===== PASSAGE
This is a good precaution and reminder that we need to wrestle and work through what the text says and what that meant within its historical setting and literary form. However I am not sure why this prevents us from digging out truths and principles that are timeless and authoritative (more on this later).

The problem with understanding scriptures as a authoritative because they are a witness to primary events, according to Wright, is that we shift authority  away from Scripture and onto the historical event.

[Taking scripture as a witness to primary events] has the merit of taking seriously the historical setting, the literal sense of the text. The problem about that, however, can be seen quite easily. Supposing we actually dug up Pilate’s court records, and supposing we were able to agree that they gave a fair transcript of Jesus’ trial. Would they be authoritative in any of the normal senses in which Christians have claimed that the Bible is authoritative? I think not. … authority has shifted from the Bible itself to the historically reconstructed event or experience. We are not really talking about the authority of the Bible at all.

Wright’s problem with understanding scriptures as authoritative because of the timeless function they perform is the most unclear to me, given the direction Wright is going. The book is highlighting the need to view scriptures as a meta-story which has the function (which I assume is timeless) of calling people to take part in that story. Yet he claims that this idea does not do justice to the Bible.

For Bultmann, the New Testament functioned (among other things) as issuing the timeless call to decision. For Ignatius and those who have taught Jesuit spirituality, it can be used in a timeless sense within pastoral practice. Now, this is not a million miles from certain things which I shall be suggesting later on in this lecture as appropriate uses of scripture. But at the level of theory it is vital that we say, once more, that such uses in and of themselves are not what is primarily meant when we say that the Bible is authoritative: or, if they are, that they thereby belittle the Bible, and fail to do justice to the book as we actually have it.
==========
(CHALLENGE A):
In the passage on biblical authority, what hypothetical discovery does Wright use to illustrate his objection?
(CHALLENGE B):
Extract the portion of the passage on biblical authority between "This is a good" and "the historical event.", inclusive.
(CHALLENGE C):
Write a continuation of the passage on biblical authority, picking up after its final sentence.
===== DATA RECORDS
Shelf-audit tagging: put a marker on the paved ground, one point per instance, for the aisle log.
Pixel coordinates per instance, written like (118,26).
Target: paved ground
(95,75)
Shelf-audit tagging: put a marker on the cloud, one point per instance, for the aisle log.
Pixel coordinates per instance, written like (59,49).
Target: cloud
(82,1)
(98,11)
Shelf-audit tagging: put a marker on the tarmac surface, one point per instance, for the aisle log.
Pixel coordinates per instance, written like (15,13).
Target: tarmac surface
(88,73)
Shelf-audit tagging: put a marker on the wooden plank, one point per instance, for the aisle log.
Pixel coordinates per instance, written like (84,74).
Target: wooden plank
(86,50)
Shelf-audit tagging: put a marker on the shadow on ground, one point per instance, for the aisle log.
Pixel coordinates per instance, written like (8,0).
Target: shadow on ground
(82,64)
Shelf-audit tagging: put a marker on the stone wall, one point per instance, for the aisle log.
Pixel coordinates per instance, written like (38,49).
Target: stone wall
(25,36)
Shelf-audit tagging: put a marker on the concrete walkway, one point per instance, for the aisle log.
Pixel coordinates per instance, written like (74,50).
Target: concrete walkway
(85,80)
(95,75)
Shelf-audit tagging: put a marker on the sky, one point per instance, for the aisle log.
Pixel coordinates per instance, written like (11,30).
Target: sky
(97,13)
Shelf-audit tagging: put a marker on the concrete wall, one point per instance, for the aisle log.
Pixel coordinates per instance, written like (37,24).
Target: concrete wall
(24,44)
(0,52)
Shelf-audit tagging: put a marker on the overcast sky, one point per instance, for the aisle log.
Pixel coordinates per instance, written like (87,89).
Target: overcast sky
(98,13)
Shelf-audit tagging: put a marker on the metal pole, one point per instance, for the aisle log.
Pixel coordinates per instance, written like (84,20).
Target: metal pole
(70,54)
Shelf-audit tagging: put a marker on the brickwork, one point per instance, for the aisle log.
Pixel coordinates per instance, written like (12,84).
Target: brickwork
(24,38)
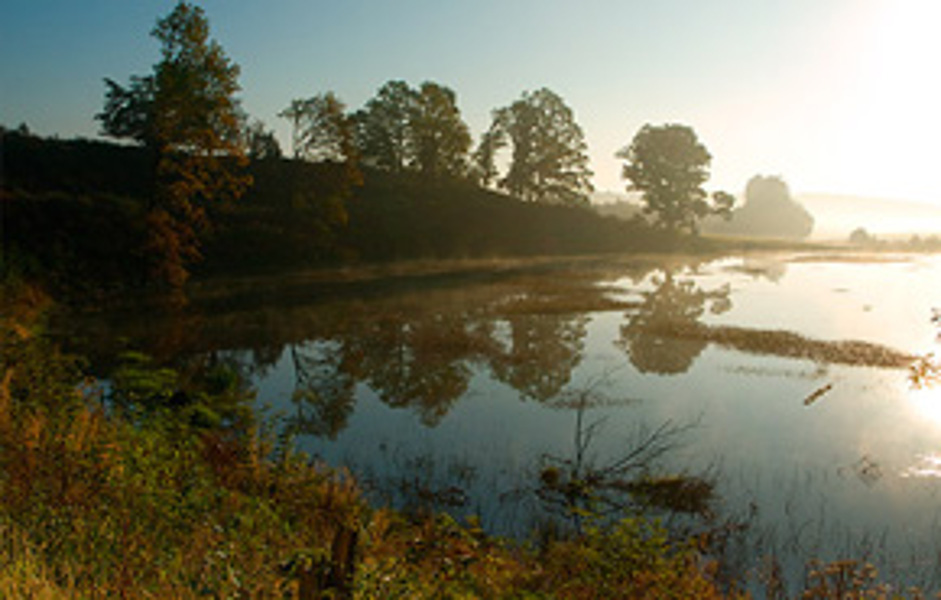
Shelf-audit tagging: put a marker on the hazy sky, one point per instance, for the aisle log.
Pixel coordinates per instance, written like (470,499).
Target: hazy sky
(838,96)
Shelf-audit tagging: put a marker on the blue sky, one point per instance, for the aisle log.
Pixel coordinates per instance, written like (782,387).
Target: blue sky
(836,96)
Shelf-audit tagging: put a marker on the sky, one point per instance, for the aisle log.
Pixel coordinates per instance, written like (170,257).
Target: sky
(835,96)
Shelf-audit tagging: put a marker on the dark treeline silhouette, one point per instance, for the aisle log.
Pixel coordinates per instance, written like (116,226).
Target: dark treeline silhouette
(75,216)
(205,188)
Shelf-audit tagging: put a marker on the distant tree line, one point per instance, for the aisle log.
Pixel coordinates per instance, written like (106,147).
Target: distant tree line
(359,183)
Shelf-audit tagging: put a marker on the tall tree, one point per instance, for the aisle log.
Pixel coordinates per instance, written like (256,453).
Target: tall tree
(186,115)
(440,137)
(260,142)
(669,166)
(549,156)
(383,127)
(420,130)
(321,129)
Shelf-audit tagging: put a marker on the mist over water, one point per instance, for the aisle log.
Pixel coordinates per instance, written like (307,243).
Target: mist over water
(458,393)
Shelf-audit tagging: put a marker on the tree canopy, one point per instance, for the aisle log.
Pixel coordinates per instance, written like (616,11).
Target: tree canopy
(421,130)
(185,112)
(669,165)
(549,155)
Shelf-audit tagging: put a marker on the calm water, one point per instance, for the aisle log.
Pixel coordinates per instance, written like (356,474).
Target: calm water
(458,391)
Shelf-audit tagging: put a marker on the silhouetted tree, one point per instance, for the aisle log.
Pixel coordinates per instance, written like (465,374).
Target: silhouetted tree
(669,166)
(260,142)
(769,211)
(861,237)
(185,113)
(441,138)
(383,127)
(421,130)
(321,129)
(549,160)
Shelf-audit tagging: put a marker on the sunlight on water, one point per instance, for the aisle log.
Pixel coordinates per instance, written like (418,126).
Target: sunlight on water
(928,466)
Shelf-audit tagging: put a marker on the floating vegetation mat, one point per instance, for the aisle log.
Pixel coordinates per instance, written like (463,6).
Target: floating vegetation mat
(787,344)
==========
(TASK OUTPUT A):
Pilate's court records, giving a fair transcript of Jesus' trial.

(TASK OUTPUT B):
This is a good precaution and reminder that we need to wrestle and work through what the text says and what that meant within its historical setting and literary form. However I am not sure why this prevents us from digging out truths and principles that are timeless and authoritative (more on this later).

The problem with understanding scriptures as a authoritative because they are a witness to primary events, according to Wright, is that we shift authority  away from Scripture and onto the historical event.

(TASK OUTPUT C):
The problem in a nutshell:

Once again, it is not really the Bible that is being regarded as the “real” authority. It is something else.

Basically [these methods] imply … that God has, after all, given us the wrong sort of book and it is our job to turn it into the right sort of book by engaging in these hermeneutical moves, translation procedures or whatever.

I don’t think Wright is denying that scripture contains timeless truth, is a witness to primary events, or lacks timeless purposes, although that impression can be left on the reader. He rather is stating that these do not make the scripture authoritative because they shift that authority elsewhere. However, what is still unclear at this point in the book is how his solution to this problem differs from these other methods. Lastly, I am not sure how treating scriptures as a narrative will not require its own “hermeneutical moves” that will involve all of the methods above.